Task brief :: Please update these records by replacing "Visual grounding" with "Object localization" everywhere it occurs, leaving everything else as it is, and omit the pictures from your answer.

Supplied records ::
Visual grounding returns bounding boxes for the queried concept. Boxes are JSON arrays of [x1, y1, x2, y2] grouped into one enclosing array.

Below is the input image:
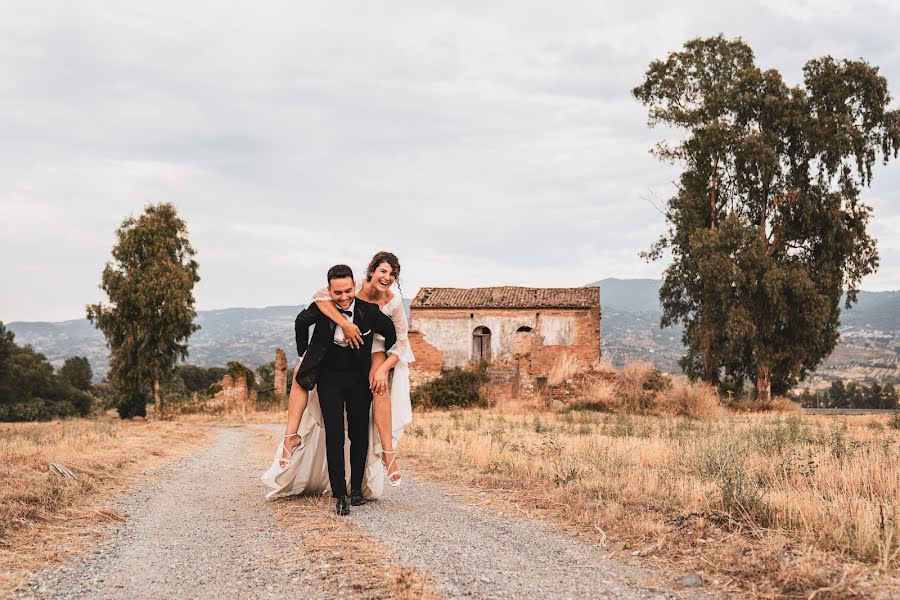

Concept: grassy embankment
[[0, 418, 212, 596], [402, 358, 900, 598]]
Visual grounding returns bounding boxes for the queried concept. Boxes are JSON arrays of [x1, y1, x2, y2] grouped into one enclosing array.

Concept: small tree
[[87, 203, 200, 416], [59, 356, 94, 392], [633, 36, 900, 399]]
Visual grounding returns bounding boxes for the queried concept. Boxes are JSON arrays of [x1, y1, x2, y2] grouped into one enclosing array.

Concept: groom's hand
[[341, 321, 362, 348], [369, 369, 387, 396]]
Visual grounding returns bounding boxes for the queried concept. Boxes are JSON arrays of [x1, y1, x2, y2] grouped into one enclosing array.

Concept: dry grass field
[[401, 394, 900, 598], [0, 419, 211, 596]]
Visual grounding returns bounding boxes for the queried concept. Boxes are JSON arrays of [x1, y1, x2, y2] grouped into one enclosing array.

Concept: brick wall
[[410, 307, 600, 375]]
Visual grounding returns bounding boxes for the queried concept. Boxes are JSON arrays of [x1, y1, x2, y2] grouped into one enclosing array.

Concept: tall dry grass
[[0, 419, 211, 595], [570, 362, 724, 419], [402, 408, 900, 597]]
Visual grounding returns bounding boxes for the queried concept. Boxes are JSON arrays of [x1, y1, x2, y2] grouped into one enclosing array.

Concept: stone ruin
[[209, 348, 288, 410], [275, 348, 287, 398]]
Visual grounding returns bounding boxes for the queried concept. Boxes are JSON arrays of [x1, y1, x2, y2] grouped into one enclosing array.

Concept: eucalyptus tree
[[632, 35, 900, 398], [87, 203, 200, 417]]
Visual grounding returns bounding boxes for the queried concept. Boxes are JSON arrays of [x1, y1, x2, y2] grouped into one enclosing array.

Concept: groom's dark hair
[[328, 265, 356, 285]]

Response to this exercise ::
Object localization returns bounding boxes for the queried concept. Boxes are JSON arrays of [x1, y1, x2, y2] grouped into one enclosing array.

Below is the input image:

Concept: grassy embankment
[[0, 418, 212, 596], [402, 358, 900, 598]]
Object localization returns bounding boxes for the queried concept. Boxes are JSON arrays of [x1, y1, x2, y2] grouped into one enclosing array.

Concept: small tree
[[87, 203, 200, 416], [59, 356, 94, 392], [633, 36, 900, 399]]
Object localization returns bounding boxes for the queried concept. Boxes are JSON arrays of [x1, y1, x2, y2] grouped into one enclosing array.

Concept: groom's hand
[[341, 321, 362, 348], [369, 369, 387, 396]]
Object localization returns bounding boxes for the queried concept. Boxes are JSON arrays of [x1, y1, x2, y2] grouped into one enclosing array.

Concept: dry grass field
[[401, 394, 900, 598], [0, 419, 211, 596]]
Object localization returns bounding boxes for the queried concept. Boxes are JSON arrays of [x1, y1, x2, y2] grouped into one enclosing array.

Concept: brick wall
[[410, 307, 600, 375]]
Object localization returns bounding boxes for the queried concept. Boxes are JSON arrays of [x1, y1, x2, y2] grouped into one enclosing array.

Concept: tall dry grass
[[0, 419, 211, 595], [570, 362, 724, 419], [402, 408, 900, 597]]
Object localization returns bounding boxes for the queried concept. Boxes are JSON arrays of [x1, y1, x2, y2] grouped into one enclosing array.

Concept: stone ruin
[[209, 348, 288, 410], [275, 348, 287, 398]]
Object localization returns bounding boxes for the queried concept. Boxes are JSON arrays of [x1, y1, x2, y2] grouped into one enclosing array.

Concept: eucalyptus tree
[[632, 35, 900, 398], [87, 203, 200, 417]]
Object localization returns bounding boxes for the queried concept. Boxes are JSON arrays of [x1, y1, x2, y2] grouped into one enclosing array.

Concept: groom's dark hair
[[328, 265, 356, 285]]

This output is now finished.